# Given data:
○ ○ ○ ○

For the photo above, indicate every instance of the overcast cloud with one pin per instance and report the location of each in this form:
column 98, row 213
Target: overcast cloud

○ ○ ○ ○

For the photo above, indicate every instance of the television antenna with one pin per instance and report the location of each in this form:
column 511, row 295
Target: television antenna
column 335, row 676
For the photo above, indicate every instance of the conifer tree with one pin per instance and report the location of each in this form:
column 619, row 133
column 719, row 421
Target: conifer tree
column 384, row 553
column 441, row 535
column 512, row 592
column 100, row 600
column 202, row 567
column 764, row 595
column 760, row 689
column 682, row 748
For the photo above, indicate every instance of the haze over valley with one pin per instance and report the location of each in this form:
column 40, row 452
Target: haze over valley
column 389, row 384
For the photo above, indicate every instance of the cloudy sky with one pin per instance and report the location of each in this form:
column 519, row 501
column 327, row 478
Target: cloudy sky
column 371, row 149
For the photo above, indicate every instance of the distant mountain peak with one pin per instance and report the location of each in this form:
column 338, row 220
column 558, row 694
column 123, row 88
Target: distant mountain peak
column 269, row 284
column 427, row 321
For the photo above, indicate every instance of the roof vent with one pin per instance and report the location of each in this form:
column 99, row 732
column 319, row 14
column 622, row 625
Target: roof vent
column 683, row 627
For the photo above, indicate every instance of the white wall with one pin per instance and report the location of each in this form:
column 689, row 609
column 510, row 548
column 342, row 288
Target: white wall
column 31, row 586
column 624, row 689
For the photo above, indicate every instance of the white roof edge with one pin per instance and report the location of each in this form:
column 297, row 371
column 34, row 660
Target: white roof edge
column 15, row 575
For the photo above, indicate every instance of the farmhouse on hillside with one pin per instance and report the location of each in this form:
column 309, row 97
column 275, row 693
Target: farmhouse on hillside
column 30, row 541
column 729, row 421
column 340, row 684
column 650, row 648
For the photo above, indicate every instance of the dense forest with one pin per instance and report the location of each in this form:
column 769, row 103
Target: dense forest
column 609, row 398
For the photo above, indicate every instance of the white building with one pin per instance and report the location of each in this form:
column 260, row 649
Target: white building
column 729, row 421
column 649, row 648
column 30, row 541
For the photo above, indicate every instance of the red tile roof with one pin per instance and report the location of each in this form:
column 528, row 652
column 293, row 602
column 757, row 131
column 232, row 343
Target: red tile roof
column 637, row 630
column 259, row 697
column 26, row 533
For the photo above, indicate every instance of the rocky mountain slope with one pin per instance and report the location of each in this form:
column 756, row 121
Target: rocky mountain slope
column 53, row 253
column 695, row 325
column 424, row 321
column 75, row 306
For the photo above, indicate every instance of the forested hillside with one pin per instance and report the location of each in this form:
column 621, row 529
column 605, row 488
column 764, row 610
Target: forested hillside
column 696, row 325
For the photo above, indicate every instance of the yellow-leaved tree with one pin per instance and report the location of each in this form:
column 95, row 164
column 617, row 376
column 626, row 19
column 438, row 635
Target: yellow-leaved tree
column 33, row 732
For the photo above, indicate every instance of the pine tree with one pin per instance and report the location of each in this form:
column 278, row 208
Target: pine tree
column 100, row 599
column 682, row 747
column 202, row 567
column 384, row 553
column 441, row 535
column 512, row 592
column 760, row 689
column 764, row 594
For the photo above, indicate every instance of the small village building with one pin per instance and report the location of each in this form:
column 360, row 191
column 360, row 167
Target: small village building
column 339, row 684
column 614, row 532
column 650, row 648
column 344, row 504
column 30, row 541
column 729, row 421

○ ○ ○ ○

# Exercise aim:
The range runs from the line with "For the photo above, indicate every instance of the overcast" up to and including the line with "Target: overcast cloud" in the listing above; please write out exactly those lines and nothing more.

# Expected output:
For the photo above, indicate every instance of the overcast cloud with one pin per instance and report the location of each in this form:
column 98, row 213
Target: overcast cloud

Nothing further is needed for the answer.